━━━ GIVEN DATA ━━━

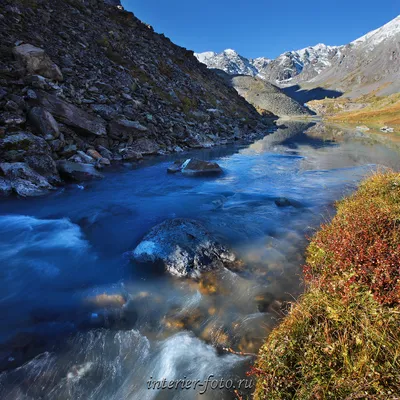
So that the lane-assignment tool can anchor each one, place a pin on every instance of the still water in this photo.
(79, 321)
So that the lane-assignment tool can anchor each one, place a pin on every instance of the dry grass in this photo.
(378, 111)
(342, 338)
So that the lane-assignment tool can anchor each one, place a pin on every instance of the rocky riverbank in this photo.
(84, 84)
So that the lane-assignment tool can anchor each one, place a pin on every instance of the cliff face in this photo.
(90, 83)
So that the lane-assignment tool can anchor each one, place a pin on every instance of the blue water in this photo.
(59, 251)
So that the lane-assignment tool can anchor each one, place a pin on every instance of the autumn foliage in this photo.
(361, 246)
(341, 340)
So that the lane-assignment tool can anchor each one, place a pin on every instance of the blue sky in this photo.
(262, 28)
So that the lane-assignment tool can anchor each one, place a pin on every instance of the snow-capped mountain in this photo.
(372, 58)
(231, 62)
(370, 63)
(300, 65)
(312, 60)
(377, 36)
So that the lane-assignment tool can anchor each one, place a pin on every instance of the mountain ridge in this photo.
(343, 68)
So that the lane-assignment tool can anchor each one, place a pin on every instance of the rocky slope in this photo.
(288, 68)
(300, 65)
(370, 63)
(84, 83)
(264, 96)
(232, 63)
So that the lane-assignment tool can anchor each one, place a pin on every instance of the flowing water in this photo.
(79, 321)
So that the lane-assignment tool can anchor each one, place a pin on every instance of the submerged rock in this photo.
(23, 180)
(183, 248)
(283, 202)
(77, 172)
(195, 167)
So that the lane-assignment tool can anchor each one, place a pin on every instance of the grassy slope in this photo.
(342, 338)
(377, 111)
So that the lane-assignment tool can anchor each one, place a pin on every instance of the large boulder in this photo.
(195, 167)
(44, 123)
(5, 187)
(77, 172)
(32, 150)
(72, 116)
(113, 2)
(145, 146)
(36, 61)
(124, 128)
(183, 248)
(23, 180)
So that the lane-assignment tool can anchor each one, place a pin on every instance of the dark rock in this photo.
(36, 61)
(105, 111)
(113, 2)
(129, 154)
(5, 187)
(195, 167)
(44, 123)
(45, 166)
(33, 150)
(69, 150)
(283, 202)
(183, 248)
(12, 119)
(145, 146)
(24, 180)
(77, 172)
(11, 106)
(72, 116)
(105, 152)
(24, 142)
(126, 128)
(3, 93)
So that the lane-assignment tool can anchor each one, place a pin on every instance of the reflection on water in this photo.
(81, 322)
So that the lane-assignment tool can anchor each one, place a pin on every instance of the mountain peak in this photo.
(377, 36)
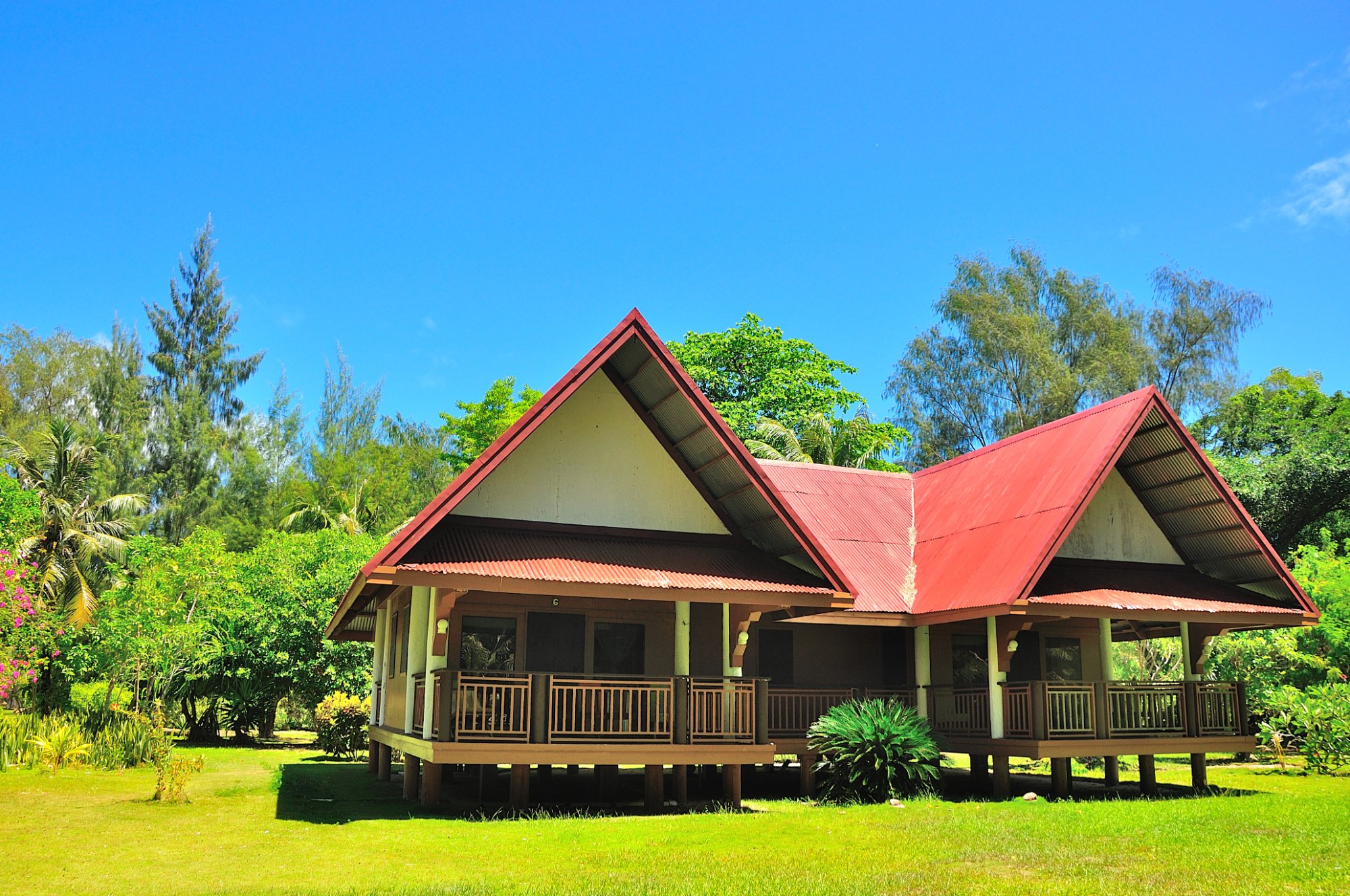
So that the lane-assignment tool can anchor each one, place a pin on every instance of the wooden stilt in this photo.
(1199, 774)
(680, 785)
(383, 770)
(654, 787)
(1002, 779)
(1062, 779)
(431, 785)
(808, 771)
(732, 785)
(979, 773)
(1148, 777)
(412, 777)
(519, 787)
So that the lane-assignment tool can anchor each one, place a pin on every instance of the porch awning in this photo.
(576, 555)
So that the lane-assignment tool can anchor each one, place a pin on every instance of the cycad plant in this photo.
(873, 751)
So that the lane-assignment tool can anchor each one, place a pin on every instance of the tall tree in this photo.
(1024, 345)
(1285, 446)
(753, 372)
(79, 535)
(198, 376)
(480, 423)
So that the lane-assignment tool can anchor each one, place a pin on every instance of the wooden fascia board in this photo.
(506, 585)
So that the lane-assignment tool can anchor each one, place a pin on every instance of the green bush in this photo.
(1316, 723)
(874, 751)
(341, 725)
(94, 696)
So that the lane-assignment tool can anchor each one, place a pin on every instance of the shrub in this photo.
(341, 725)
(1316, 723)
(873, 751)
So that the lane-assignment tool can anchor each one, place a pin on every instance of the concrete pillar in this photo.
(654, 787)
(383, 770)
(923, 669)
(431, 785)
(416, 651)
(1148, 777)
(412, 777)
(519, 787)
(1002, 779)
(732, 785)
(1062, 778)
(997, 678)
(1199, 774)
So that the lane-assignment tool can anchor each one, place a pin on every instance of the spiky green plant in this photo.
(873, 751)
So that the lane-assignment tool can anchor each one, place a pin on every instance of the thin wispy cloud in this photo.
(1322, 192)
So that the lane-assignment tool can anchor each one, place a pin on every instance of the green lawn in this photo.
(279, 821)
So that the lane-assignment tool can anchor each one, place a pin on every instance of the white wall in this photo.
(1116, 527)
(593, 462)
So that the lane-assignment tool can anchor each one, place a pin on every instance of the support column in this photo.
(1002, 779)
(519, 787)
(416, 652)
(383, 773)
(1062, 778)
(1148, 777)
(431, 785)
(654, 787)
(923, 669)
(412, 777)
(997, 677)
(1199, 774)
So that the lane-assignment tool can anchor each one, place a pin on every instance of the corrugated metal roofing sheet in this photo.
(723, 565)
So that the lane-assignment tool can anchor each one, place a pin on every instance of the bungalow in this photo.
(618, 582)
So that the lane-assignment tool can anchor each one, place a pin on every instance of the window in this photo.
(970, 661)
(620, 648)
(1063, 661)
(776, 656)
(488, 644)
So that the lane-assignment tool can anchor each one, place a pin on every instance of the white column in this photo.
(416, 651)
(923, 669)
(682, 638)
(1108, 663)
(1187, 659)
(992, 631)
(377, 670)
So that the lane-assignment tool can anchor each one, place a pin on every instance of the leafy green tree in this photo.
(1025, 345)
(480, 423)
(1285, 447)
(79, 535)
(854, 442)
(753, 372)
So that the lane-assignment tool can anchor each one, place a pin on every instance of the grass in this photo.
(281, 821)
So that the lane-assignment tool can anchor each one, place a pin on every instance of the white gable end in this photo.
(593, 462)
(1116, 527)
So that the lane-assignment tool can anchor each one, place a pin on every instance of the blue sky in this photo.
(458, 194)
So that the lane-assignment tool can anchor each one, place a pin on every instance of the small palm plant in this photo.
(873, 751)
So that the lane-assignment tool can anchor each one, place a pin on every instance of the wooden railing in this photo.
(793, 710)
(610, 710)
(723, 710)
(961, 710)
(492, 706)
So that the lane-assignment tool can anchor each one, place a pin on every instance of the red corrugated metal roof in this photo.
(1117, 600)
(589, 558)
(863, 519)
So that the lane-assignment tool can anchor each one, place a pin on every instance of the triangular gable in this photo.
(992, 522)
(715, 462)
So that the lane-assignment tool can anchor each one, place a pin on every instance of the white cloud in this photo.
(1322, 192)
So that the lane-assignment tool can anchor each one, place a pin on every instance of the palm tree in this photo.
(79, 535)
(855, 442)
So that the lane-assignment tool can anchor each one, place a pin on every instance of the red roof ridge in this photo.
(1139, 395)
(815, 468)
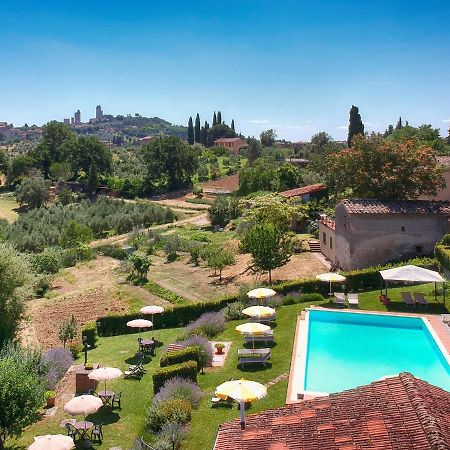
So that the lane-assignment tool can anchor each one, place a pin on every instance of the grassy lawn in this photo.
(8, 208)
(121, 427)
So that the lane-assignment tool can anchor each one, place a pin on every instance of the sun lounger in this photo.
(266, 338)
(407, 298)
(420, 299)
(353, 299)
(340, 299)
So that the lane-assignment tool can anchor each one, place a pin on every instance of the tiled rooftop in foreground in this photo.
(397, 413)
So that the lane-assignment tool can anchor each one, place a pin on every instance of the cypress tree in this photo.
(355, 124)
(197, 136)
(190, 131)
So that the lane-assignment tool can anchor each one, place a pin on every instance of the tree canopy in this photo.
(386, 169)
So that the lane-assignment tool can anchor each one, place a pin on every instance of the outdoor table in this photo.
(83, 428)
(148, 344)
(256, 351)
(106, 397)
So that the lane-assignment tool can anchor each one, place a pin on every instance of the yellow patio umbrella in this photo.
(52, 442)
(261, 293)
(242, 391)
(253, 328)
(330, 277)
(258, 311)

━━━

### PROBLEM STATEMENT
Update the material above by replacing "place a pin on" with "mark" wherever it appears, and leave every other word, coordinate, and line unchanged. Give the full updated material back without the pictures.

### SOLUTION FOR THIS EXERCISE
So that the lane-assignment tool can anchor each one, mark every instance of the still water in this photo.
(79, 321)
So that the lane-assignment tool can anchor each one, mark every instance of the dry grass in this photo.
(378, 111)
(342, 338)
So that the lane-assignment tool can anchor each one, mark every instance of the rocky riverbank in this photo.
(84, 84)
So that the lane-assignment tool can anchor each one, mark every instance of the cliff face in this photo.
(90, 83)
So that the lane-assignment tool can anchor each one, mark every instance of the blue water in this photo.
(59, 251)
So that the lane-assignment tool can anchor each one, mark every instance of the autumn foliage in this photo.
(361, 246)
(341, 340)
So that the lane-assignment tool can anchor each one, mark every instance of the blue sky in this photo.
(262, 28)
So that the lane-assignment tool can anchor each one, mark every instance of the snow-capped mountain in this photo.
(372, 58)
(231, 62)
(370, 63)
(300, 65)
(312, 60)
(377, 36)
So that the lane-assignment tool can anchor each one, mark every instance of the mountain ridge in this photo.
(343, 68)
So that the lane-assignment tool can anchor each one, mark every instance of the rocky slope in this photo.
(288, 68)
(300, 65)
(370, 63)
(84, 83)
(264, 96)
(232, 63)
So that the lane-assignment tool can anchor each one, mark every instance of the flowing water in this photo.
(79, 321)
So that the lane-assignment tool can anchor each one, mark every instance of the submerged rock in this photo.
(23, 180)
(183, 248)
(283, 202)
(77, 172)
(195, 167)
So that the lane-assignment tool can anchor each one, mark every instance of the grassy slope in this photo.
(342, 338)
(377, 111)
So that the lane-assignment tool can anchor each one, mark every instance of the large boulder in this photo.
(195, 167)
(44, 123)
(5, 187)
(77, 172)
(32, 150)
(72, 116)
(113, 2)
(145, 146)
(36, 61)
(124, 128)
(183, 248)
(23, 180)
So that the lane-assignment tool can anchor each one, mark every instance of the dark rock in this photo.
(36, 61)
(105, 111)
(113, 2)
(129, 154)
(5, 187)
(195, 167)
(44, 123)
(45, 166)
(33, 150)
(69, 150)
(283, 202)
(183, 248)
(12, 119)
(145, 146)
(24, 180)
(77, 172)
(11, 106)
(72, 116)
(105, 152)
(24, 142)
(126, 128)
(3, 93)
So that the lane-assignment tool can anchor each one, mark every instance of the reflection on water in this photo.
(81, 322)
So that the lane-assignment tool can anchor each one, mark every instance of the mountain peak in this photo.
(377, 36)
So that the lane-assignment tool can anchor each one, mark every instance of the wooden stilt in this photo.
(1199, 774)
(680, 785)
(383, 770)
(654, 787)
(1002, 779)
(1062, 779)
(431, 785)
(808, 771)
(732, 785)
(979, 773)
(1148, 777)
(412, 777)
(519, 787)
So that the lane-assignment tool can anchor each one, mark every instance of the porch awning in this photo.
(576, 555)
So that the lane-assignment tool can anchor each one, mark every instance of the cycad plant in this photo.
(873, 751)
So that the lane-assignment tool can anchor each one, mark every instance of the tall tree in this photo.
(1024, 345)
(1285, 446)
(753, 372)
(79, 535)
(198, 376)
(480, 423)
So that the lane-assignment tool can anchor each one, mark every instance of the wooden fascia board in this photo.
(506, 585)
So that the lane-assignment tool can anchor each one, mark every instance of the green bush in this photo.
(1316, 723)
(874, 751)
(341, 725)
(94, 696)
So that the lane-assignment tool can anchor each one, mark every instance of the shrub in this photo.
(341, 725)
(1316, 723)
(873, 751)
So that the lane-assignment tool can anchor each one, mark every instance of the concrete pillar in this photo.
(654, 787)
(383, 770)
(923, 669)
(431, 785)
(416, 651)
(1148, 777)
(412, 777)
(519, 787)
(1002, 779)
(732, 785)
(1062, 778)
(997, 678)
(1199, 774)
So that the lane-assignment tool can anchor each one, mark every instance of the spiky green plant in this photo.
(873, 751)
So that the lane-assignment tool can anchor each one, mark every instance of the thin wispy cloud in this photo.
(1322, 192)
So that the lane-assignment tool can anchor each one, mark every instance of the green lawn in this photo.
(279, 821)
So that the lane-assignment tool can anchor each one, mark every instance of the white wall in this photo.
(1116, 527)
(593, 462)
So that the lane-assignment tool can anchor each one, mark every instance of the support column in this photo.
(1002, 779)
(519, 787)
(416, 652)
(383, 773)
(1062, 778)
(1148, 777)
(431, 785)
(654, 787)
(923, 669)
(412, 777)
(997, 677)
(1199, 774)
So that the lane-assignment tool can anchor each one, mark every instance of the corrugated metal roofing sheet in this photo.
(723, 565)
So that the lane-assignment tool can anchor each one, mark every instance of the bungalow in this photo.
(618, 582)
So that the lane-assignment tool can anchor each one, mark every instance of the window in this photo.
(970, 661)
(620, 648)
(1063, 661)
(776, 656)
(488, 644)
So that the lane-assignment tool can anchor each one, mark every instance of the white column in this photo.
(416, 651)
(923, 669)
(682, 638)
(1108, 663)
(1187, 659)
(992, 631)
(377, 670)
So that the lane-assignment tool can anchor each one, mark every instance of the leafy green tree in this photo.
(1025, 345)
(480, 423)
(1285, 447)
(79, 535)
(854, 442)
(753, 372)
So that the lane-assignment tool can anchor each one, mark every instance of the grass in this photo.
(281, 821)
So that the lane-assignment tool can anchor each one, mark every instance of the white gable end in this photo.
(593, 462)
(1116, 527)
So that the lane-assignment tool can anchor each one, mark every instance of the blue sky in this photo.
(458, 194)
So that the lane-assignment tool can anchor each one, mark every instance of the small palm plant in this photo.
(873, 751)
So that the lane-assignment tool can anchor each one, mark every instance of the wooden railing in this photo.
(793, 710)
(610, 710)
(723, 710)
(961, 710)
(492, 706)
So that the lane-assignment tool can anchor each one, mark every instance of the red corrugated metal roof in this photo.
(1117, 600)
(589, 558)
(863, 519)
So that the lane-assignment tool can anchor each one, mark every instance of the triangular gable in this photo.
(992, 522)
(715, 462)
So that the lane-assignment tool can anchor each one, mark every instance of the white cloud in this photo.
(1322, 192)
So that the lane-assignment tool can anchor each one, mark every instance of the palm tree in this photo.
(79, 535)
(855, 442)
So that the lane-assignment tool can anchor each one, mark every instance of the red roof ridge in this photo.
(1139, 395)
(815, 468)
So that the lane-assignment tool can anchor each one, mark every instance of the grassy lawn in this photo.
(8, 208)
(121, 427)
So that the lane-assignment tool can anchor each one, mark every instance of the sun lounger in this photo.
(266, 338)
(407, 298)
(420, 299)
(353, 299)
(340, 299)
So that the lane-assignment tool can anchor each one, mark every instance of the tiled rooftop in foreground in this photo.
(397, 413)
So that the lane-assignment tool can anchor each one, mark every instance of the cypress tree in this photo.
(355, 124)
(197, 136)
(190, 131)
So that the lane-assignment tool can anchor each one, mark every instance of the tree canopy in this photo.
(386, 169)
So that the lane-assignment tool can anchor each one, mark every instance of the outdoor table in this photo.
(83, 428)
(148, 344)
(256, 351)
(106, 397)
So that the lane-assignment tool can anchor each one, mark every instance of the yellow patio umbrella in this photo.
(52, 442)
(261, 293)
(242, 391)
(253, 328)
(330, 277)
(258, 311)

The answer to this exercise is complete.